● EXERCISE INSTRUCTIONS: Restate each record exactly as it was written.

Stored data entries
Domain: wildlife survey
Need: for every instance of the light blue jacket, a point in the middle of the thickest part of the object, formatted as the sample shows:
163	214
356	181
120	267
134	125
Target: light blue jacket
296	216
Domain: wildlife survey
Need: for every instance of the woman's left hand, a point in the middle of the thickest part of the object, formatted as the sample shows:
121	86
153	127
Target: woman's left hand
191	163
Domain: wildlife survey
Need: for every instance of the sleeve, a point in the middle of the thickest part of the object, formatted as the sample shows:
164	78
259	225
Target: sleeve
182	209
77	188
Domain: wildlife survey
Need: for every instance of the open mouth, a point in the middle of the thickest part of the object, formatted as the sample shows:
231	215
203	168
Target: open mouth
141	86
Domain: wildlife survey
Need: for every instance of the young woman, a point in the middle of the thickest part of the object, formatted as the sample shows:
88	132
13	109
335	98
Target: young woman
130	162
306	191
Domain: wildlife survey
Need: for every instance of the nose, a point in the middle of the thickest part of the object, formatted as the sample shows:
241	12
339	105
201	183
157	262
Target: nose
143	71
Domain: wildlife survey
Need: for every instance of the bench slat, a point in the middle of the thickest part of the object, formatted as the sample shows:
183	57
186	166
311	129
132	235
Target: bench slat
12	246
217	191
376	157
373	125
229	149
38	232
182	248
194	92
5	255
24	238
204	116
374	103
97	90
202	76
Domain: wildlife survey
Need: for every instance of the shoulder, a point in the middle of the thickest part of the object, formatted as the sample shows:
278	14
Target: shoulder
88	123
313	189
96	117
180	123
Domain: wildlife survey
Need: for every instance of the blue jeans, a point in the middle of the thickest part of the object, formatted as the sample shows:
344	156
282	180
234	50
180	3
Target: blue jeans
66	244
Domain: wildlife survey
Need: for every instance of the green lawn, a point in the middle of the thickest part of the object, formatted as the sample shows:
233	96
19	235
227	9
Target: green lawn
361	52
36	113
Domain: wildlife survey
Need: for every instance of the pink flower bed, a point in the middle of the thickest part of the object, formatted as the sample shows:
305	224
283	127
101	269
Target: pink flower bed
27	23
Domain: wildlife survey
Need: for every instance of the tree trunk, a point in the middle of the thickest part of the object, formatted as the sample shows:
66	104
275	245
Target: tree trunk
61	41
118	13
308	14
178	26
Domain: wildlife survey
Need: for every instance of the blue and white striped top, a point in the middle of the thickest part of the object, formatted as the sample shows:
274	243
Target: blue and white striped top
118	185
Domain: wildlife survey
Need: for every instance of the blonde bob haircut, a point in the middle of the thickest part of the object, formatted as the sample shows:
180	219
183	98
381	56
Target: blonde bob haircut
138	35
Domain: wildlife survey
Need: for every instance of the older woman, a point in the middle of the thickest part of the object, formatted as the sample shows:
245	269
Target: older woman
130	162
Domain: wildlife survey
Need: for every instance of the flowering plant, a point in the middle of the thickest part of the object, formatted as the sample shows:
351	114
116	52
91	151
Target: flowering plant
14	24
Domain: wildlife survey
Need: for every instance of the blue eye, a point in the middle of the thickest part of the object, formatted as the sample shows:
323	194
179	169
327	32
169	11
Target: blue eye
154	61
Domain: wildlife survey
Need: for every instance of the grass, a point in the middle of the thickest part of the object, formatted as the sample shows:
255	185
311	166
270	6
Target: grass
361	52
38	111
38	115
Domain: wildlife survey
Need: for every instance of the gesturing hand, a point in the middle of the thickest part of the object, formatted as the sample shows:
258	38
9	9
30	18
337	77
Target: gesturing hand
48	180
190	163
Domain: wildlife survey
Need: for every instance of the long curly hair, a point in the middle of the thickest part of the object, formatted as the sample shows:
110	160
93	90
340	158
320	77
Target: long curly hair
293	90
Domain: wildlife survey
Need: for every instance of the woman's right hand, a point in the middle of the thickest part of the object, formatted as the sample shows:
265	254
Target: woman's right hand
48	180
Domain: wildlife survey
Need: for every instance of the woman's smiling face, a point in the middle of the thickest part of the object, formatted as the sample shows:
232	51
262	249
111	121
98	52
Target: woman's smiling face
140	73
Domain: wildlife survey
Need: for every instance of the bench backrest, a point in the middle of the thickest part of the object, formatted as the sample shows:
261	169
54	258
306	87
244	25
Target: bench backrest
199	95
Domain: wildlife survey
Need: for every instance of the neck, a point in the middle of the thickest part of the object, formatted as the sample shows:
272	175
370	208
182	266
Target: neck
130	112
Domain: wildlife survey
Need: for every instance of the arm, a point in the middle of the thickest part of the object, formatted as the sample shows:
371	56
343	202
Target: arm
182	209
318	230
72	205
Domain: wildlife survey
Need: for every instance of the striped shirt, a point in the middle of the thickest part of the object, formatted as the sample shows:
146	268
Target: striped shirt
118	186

● TASK SOLUTION:
Domain: wildlife survey
Need: for every instance of the light blue jacket, a point in the middle of the thickest part of the object, formatted as the sample shows:
163	214
356	181
120	267
134	125
Target: light blue jacket
296	216
Domain: wildlife survey
Need: for every instance of the woman's left hand, a point in the middle of the thickest part of the object, formatted as the sample shows:
121	86
153	127
Target: woman's left hand
191	163
Domain: wildlife survey
Need: for every instance of the sleeve, a point in the middle of the thickest part of the object, formatted as the sample shows:
164	78
259	225
Target: sleeve
182	209
77	188
Domain: wildlife survey
Need: for every instance of the open mouth, a point in the middle of the thickest part of the object, formatted as the sample shows:
231	215
203	168
Target: open mouth
141	86
Domain: wildlife survey
Need: for every instance of the young woman, a point in the middle of the thickest part of the object, formatted as the sample shows:
88	132
13	109
335	98
Target: young woman
130	162
306	191
Domain: wildlife survey
Need: for every instance of the nose, a point in the middle of the thickest part of the object, formatted as the sample shows:
241	12
339	105
201	183
157	262
Target: nose
143	71
Domain: wildlife survey
Need: for every instance of the bench slat, a point in the middle of the thickest part of the object, formatted as the sample shows:
183	57
186	166
311	129
132	235
Target: bench slat
12	246
217	191
376	157
373	125
229	149
38	232
182	248
194	92
5	255
24	238
204	116
374	103
97	90
202	76
Domain: wildlife survey
Need: for every instance of the shoulder, a point in the middle of the thickest part of the object, formatted as the sample shows:
278	14
Target: shoulder
88	123
313	189
96	117
180	123
Domain: wildlife survey
Need: for every instance of the blue jeans, a point in the middle of the thickest part of the object, formatted as the sample shows:
344	156
282	180
234	50
180	3
Target: blue jeans
66	244
Domain: wildlife survey
Need: for every instance of the green lawn, a point in the middle of the thickest part of the object, formatted as the sample shows:
233	96
19	235
227	9
Target: green lawn
361	52
36	113
Domain: wildlife survey
Need: for every instance of the pink flower bed, a point in the middle of the thickest part of the object, formatted as the sample shows:
305	224
283	127
101	269
Target: pink flower bed
27	23
Domain: wildlife survey
Need: for every instance of the tree trunk, a point in the middle of the thickest part of the object, formatted as the sample shows:
66	104
275	245
Target: tree trunk
61	41
118	13
308	14
178	26
Domain: wildlife survey
Need: for every instance of the blue and white striped top, a point in the middle of the thickest part of the object, formatted as the sample shows:
274	243
Target: blue and white striped top
118	185
Domain: wildlife survey
Need: for every instance of the blonde bob haircut, a point in the middle of the thickest part of the object, formatted as the sample shows:
180	219
183	98
381	56
Target: blonde bob haircut
138	35
Domain: wildlife survey
Need: for every instance of the older woman, a point in the middle of the thickest part of the object, formatted as the sample shows:
245	269
Target: older woman
130	162
Domain: wildlife survey
Need: for every instance of the flowering plant, a point in the middle of the thickest part of the object, formatted as the sample shows:
351	114
116	52
91	151
Target: flowering plant
14	24
Domain: wildlife survey
Need: for every instance of the blue eye, a point in the middle of the thickest part of the object, formatted as the sample shows:
323	194
179	169
327	32
169	11
Target: blue eye
154	61
Domain: wildlife survey
Need: for every instance of the grass, a point in the middle of the thickest part of the object, formatted as the sample shows:
255	185
311	166
270	6
Target: grass
361	52
38	111
38	115
Domain: wildlife survey
Need: for every instance of the gesturing hand, a point in the middle of the thickest part of the object, formatted as the sample shows:
258	38
9	9
30	18
337	77
Target: gesturing hand
48	180
190	163
Domain: wildlife survey
Need: for every instance of the long curly hair, a point in the middle of the thickest part of the object, formatted as the sample shows:
110	160
93	90
340	158
320	77
Target: long curly hair
293	90
Domain: wildlife survey
Need: for every instance of the woman's right hand, a point in the middle of the thickest part of the object, formatted as the sample shows:
265	254
Target: woman's right hand
48	180
Domain: wildlife survey
Need: for every instance of the woman's smiling face, a point in the middle of the thickest part of the object, formatted as the sample shows:
232	51
262	249
111	121
98	52
Target: woman's smiling face
140	73
Domain: wildlife survey
Need: for every instance of the bench backrest, a point in the middle of the thickest part of the object, formatted as the sample shows:
261	169
54	258
306	87
244	25
Target: bench backrest
199	95
Domain: wildlife survey
Need: for every instance of the neck, a point in the middle of the thickest part of the object, formatted as the sample shows:
272	175
370	208
182	266
Target: neck
130	112
Domain: wildlife survey
Need: for every instance of the arm, a point in the middle of the thickest part of the object, formatted as the sample shows:
371	56
343	202
Target: arm
182	209
318	230
72	205
Domain: wildlife survey
Need: for every instance of the striped shirt, a point in the middle of the thickest part of the object, formatted as the sample shows:
146	268
Target: striped shirt
118	186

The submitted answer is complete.